[Actions à mener]
A – Recopiez le passage de l'extrait sur le Centre SOVA qui commence à « Le rapport d’inspection a » et se termine à « donc être liquidé. ».
B – Résumez l'extrait sur le Centre SOVA en deux phrases.
C – Selon l'extrait sur le Centre SOVA, à quelle date le Centre a-t-il reçu le rapport d'inspection ?
╭─ Extrait
Le 4 février, le Département de la Justice de Moscou a envoyé au Centre SOVA son rapport d’inspection, mais le Centre ne l’a reçu que le 13 février. Le 27 février, le Centre a fait part de ses commentaires sur le rapport d’inspection.

Le rapport d’inspection a constaté trois violations, dont deux « formelles ». La seule constatation substantielle était que le Centre SOVA avait organisé ou participé à 24 événements sur trois ans en dehors de Moscou. Qualifiant ces violations de « grossières et irréparables », le département de la justice a déclaré que le centre SOVA devait donc être liquidé.
╰─
╭─ Données enregistrées
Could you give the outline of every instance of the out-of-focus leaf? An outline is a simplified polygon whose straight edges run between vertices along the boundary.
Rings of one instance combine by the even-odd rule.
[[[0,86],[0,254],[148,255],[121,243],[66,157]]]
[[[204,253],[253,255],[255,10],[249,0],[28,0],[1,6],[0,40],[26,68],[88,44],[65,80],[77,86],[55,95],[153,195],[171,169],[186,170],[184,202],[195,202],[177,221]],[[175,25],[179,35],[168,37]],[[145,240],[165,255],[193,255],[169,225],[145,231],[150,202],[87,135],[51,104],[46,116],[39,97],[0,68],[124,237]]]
╰─
[Solutions détaillées]
A –
Le rapport d’inspection a constaté trois violations, dont deux « formelles ». La seule constatation substantielle était que le Centre SOVA avait organisé ou participé à 24 événements sur trois ans en dehors de Moscou. Qualifiant ces violations de « grossières et irréparables », le département de la justice a déclaré que le centre SOVA devait donc être liquidé.

B – Le Département de la Justice de Moscou a envoyé le 4 février son rapport d'inspection au Centre SOVA, qui ne l'a reçu que le 13 février et l'a commenté le 27 février. Ce rapport relevait trois violations, dont la seule substantielle portait sur 24 événements organisés par le Centre ou auxquels il avait participé hors de Moscou en trois ans, et concluait que le Centre devait être liquidé.

C – Le 13 février.